EXERCISE — Return each entry exactly, with none missing.
───── INFORMATION PROVIDED ─────
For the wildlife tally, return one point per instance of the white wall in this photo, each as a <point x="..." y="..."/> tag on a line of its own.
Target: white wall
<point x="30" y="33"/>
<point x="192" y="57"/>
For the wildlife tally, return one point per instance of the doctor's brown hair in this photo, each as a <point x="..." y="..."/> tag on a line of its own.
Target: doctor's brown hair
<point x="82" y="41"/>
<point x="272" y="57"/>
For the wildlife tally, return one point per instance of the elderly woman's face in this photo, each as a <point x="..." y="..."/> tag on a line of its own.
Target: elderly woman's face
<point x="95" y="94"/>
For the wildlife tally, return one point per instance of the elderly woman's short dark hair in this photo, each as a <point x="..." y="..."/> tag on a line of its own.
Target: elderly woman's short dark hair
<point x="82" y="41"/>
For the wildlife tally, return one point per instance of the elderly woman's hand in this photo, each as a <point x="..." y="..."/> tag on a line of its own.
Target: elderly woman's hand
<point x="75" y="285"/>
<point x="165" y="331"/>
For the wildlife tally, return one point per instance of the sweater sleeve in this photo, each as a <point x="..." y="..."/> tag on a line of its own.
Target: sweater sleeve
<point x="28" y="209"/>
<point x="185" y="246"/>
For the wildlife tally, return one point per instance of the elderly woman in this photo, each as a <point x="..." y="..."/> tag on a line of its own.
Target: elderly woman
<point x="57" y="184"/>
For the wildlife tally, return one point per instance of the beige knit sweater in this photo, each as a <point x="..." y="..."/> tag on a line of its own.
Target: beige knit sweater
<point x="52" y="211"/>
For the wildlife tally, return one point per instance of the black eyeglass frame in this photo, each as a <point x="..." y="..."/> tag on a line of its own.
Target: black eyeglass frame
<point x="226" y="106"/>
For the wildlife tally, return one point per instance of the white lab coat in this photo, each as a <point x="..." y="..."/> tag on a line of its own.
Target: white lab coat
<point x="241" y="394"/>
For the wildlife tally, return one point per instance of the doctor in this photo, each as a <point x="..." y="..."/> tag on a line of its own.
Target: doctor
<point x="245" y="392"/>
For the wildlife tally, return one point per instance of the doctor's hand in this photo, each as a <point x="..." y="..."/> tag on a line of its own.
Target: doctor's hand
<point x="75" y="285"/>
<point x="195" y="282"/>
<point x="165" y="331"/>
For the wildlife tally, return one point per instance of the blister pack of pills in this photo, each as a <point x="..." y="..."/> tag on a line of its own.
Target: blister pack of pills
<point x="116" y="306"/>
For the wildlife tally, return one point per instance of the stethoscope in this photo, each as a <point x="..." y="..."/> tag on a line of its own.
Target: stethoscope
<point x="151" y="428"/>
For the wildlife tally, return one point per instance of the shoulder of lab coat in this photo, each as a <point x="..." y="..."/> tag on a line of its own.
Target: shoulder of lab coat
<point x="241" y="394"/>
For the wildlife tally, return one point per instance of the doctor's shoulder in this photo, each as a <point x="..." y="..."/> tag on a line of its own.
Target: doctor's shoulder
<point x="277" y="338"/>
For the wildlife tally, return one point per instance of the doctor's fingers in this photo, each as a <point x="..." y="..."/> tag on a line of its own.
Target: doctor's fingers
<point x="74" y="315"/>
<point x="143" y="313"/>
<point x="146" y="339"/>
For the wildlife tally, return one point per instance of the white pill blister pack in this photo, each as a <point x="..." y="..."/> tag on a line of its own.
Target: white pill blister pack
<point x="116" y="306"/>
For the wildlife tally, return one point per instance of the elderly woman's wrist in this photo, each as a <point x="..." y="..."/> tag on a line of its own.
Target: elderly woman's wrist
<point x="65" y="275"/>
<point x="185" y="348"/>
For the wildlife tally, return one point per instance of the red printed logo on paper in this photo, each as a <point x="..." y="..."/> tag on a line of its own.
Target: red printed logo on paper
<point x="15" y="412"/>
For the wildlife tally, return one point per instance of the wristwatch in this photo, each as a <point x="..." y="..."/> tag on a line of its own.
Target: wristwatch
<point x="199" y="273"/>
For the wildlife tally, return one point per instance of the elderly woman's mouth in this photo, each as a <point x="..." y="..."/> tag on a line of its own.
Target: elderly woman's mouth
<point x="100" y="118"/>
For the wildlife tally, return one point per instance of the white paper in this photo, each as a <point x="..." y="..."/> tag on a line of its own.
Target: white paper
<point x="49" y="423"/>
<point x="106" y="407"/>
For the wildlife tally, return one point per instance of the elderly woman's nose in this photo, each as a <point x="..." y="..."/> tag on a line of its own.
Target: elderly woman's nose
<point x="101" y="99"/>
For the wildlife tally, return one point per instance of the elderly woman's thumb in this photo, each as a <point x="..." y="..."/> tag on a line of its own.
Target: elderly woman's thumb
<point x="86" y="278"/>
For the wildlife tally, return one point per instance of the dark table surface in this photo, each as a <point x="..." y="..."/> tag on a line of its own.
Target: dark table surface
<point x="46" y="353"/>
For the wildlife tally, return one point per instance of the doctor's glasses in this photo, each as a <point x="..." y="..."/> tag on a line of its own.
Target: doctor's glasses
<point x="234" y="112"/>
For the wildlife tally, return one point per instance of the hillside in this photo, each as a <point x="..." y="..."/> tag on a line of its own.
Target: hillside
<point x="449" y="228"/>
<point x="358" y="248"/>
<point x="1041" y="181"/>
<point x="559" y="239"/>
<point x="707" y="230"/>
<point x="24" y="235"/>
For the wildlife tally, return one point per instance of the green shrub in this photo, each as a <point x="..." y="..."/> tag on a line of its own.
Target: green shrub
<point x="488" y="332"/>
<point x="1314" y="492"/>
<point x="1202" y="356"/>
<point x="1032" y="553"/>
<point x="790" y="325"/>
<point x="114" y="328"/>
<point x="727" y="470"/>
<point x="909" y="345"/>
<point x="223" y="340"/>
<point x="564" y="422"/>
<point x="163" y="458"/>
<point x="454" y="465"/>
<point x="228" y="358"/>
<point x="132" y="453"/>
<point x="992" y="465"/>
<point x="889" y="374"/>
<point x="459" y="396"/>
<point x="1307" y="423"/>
─────
TASK RESPONSE —
For the wildlife tally, return one point per instance of the white wall in this photo, each as a <point x="..." y="..."/> tag on a line of its own.
Target: white wall
<point x="30" y="33"/>
<point x="192" y="57"/>
For the wildlife tally, return one point per instance of the doctor's brown hair in this photo, each as a <point x="..." y="..."/> tag on a line of its own.
Target: doctor's brown hair
<point x="82" y="41"/>
<point x="272" y="57"/>
For the wildlife tally, return one point per instance of the elderly woman's face in this photo, each as a <point x="..." y="..."/> tag on a line of its own.
Target: elderly woman's face
<point x="95" y="94"/>
For the wildlife tally, return one point per instance of the elderly woman's short dark hair in this photo, each as a <point x="..." y="..."/> tag on a line of its own.
Target: elderly woman's short dark hair
<point x="82" y="41"/>
For the wildlife tally, return one point per instance of the elderly woman's hand in this photo, each as a <point x="..." y="..."/> tag on a line of its own.
Target: elderly woman's hand
<point x="75" y="285"/>
<point x="165" y="331"/>
For the wildlife tally, return one point per instance of the sweater sleeve in this photo, each as a <point x="..." y="..."/> tag on a line of its own.
Target: sweater sleeve
<point x="28" y="209"/>
<point x="185" y="246"/>
For the wildlife tally, return one point per instance of the elderly woman in this photo, each as a <point x="..." y="..."/> tag on a line of its own.
Target: elderly woman
<point x="57" y="184"/>
For the wildlife tally, return one point per instance of the beige knit sweater in this photo, each as a <point x="..." y="..."/> tag on a line of its own.
Target: beige knit sweater
<point x="52" y="211"/>
For the wildlife tally, return one point per instance of the black eyeglass frame in this photo, each as a <point x="..." y="..."/> tag on a line of its own.
Target: black eyeglass frame
<point x="226" y="106"/>
For the wildlife tally, return one point per instance of the white lab coat in this photo, each as a <point x="..." y="..."/> tag on a line of its own.
Target: white lab coat
<point x="241" y="394"/>
For the wildlife tally, return one point per instance of the doctor in this photo, each as a <point x="..." y="..."/> tag on a line of its own.
Target: doctor
<point x="245" y="392"/>
For the wildlife tally, return one point per instance of the doctor's hand in this photo, each as a <point x="..." y="..."/> tag on a line of its own.
Target: doctor's hand
<point x="75" y="285"/>
<point x="195" y="282"/>
<point x="165" y="331"/>
For the wildlife tally, return one point per instance of the blister pack of pills in this photo, each as a <point x="..." y="..."/> tag on a line of its own.
Target: blister pack of pills
<point x="116" y="306"/>
For the wildlife tally, return one point per instance of the stethoscope in this photo, each as a <point x="..." y="..."/> tag on a line of its own.
Target: stethoscope
<point x="151" y="428"/>
For the wildlife tally, return one point per instance of the shoulder of lab coat in this photo, each as a <point x="..." y="..."/> tag on a line of its own.
Target: shoulder of lab coat
<point x="241" y="394"/>
For the wildlife tally, return one point per instance of the doctor's shoulder in this photo, each as a <point x="..." y="..."/> tag on a line of its own.
Target: doctor's shoulder
<point x="277" y="338"/>
For the wildlife tally, return one point per instance of the doctor's fingers in this photo, each as a <point x="..." y="..."/> tag on a line of its own.
Target: doctor's fingers
<point x="74" y="315"/>
<point x="143" y="313"/>
<point x="146" y="339"/>
For the wildlife tally, return one point per instance of the white pill blister pack in this photo, each as a <point x="..." y="..."/> tag on a line of its own.
Target: white pill blister pack
<point x="116" y="306"/>
For the wildlife tally, return one point per instance of the elderly woman's wrist in this photo, each as a <point x="..." y="..."/> tag on a line of its own.
Target: elderly woman's wrist
<point x="65" y="275"/>
<point x="185" y="348"/>
For the wildlife tally, return one point per instance of the red printed logo on paper in this photo, each as a <point x="..." y="..."/> tag on a line of its own.
Target: red printed logo on paper
<point x="15" y="412"/>
For the wildlife tally, return one point per instance of the wristwatch in this photo, each as a <point x="..." y="..."/> tag on a line of its own.
Target: wristwatch
<point x="199" y="273"/>
For the wildlife tally, return one point per instance of the elderly woman's mouth in this photo, each as a <point x="..." y="..."/> tag on a line of its own.
Target: elderly woman's mouth
<point x="100" y="118"/>
For the wildlife tally, return one point per instance of the white paper in this photo, each as a <point x="..." y="..."/> tag on a line of its own.
Target: white paper
<point x="49" y="423"/>
<point x="106" y="407"/>
For the wildlife tally, return one point per instance of the elderly woman's nose in this photo, each as a <point x="..." y="..."/> tag on a line of its own.
Target: elderly woman's nose
<point x="101" y="99"/>
For the wildlife tally, return one point per instance of the elderly woman's thumb in this photo, each as a <point x="..." y="..."/> tag on a line of its own.
Target: elderly woman's thumb
<point x="86" y="278"/>
For the wildlife tally, return one point per instance of the dark table surface in this photo, each as a <point x="..." y="..."/> tag on a line of its own.
Target: dark table surface
<point x="46" y="353"/>
For the wildlife tally, return one point per instance of the doctor's glasses in this photo, each as a <point x="..." y="..."/> tag on a line of its own.
Target: doctor's glasses
<point x="234" y="112"/>
For the wildlife tally, return one point per instance of the hillside in this photo, each as a <point x="..." y="..."/> tag on a line of its own.
Target: hillside
<point x="449" y="228"/>
<point x="358" y="248"/>
<point x="1041" y="181"/>
<point x="559" y="239"/>
<point x="707" y="230"/>
<point x="24" y="235"/>
For the wildlife tally, return one point per instance of the green shrub in this photo, each as a <point x="..." y="..."/> tag on a line of its own.
Target: green shrub
<point x="488" y="332"/>
<point x="1314" y="492"/>
<point x="1202" y="356"/>
<point x="1032" y="553"/>
<point x="790" y="325"/>
<point x="114" y="328"/>
<point x="727" y="470"/>
<point x="909" y="345"/>
<point x="223" y="340"/>
<point x="564" y="422"/>
<point x="163" y="458"/>
<point x="454" y="465"/>
<point x="228" y="358"/>
<point x="132" y="453"/>
<point x="992" y="465"/>
<point x="889" y="374"/>
<point x="459" y="396"/>
<point x="1307" y="423"/>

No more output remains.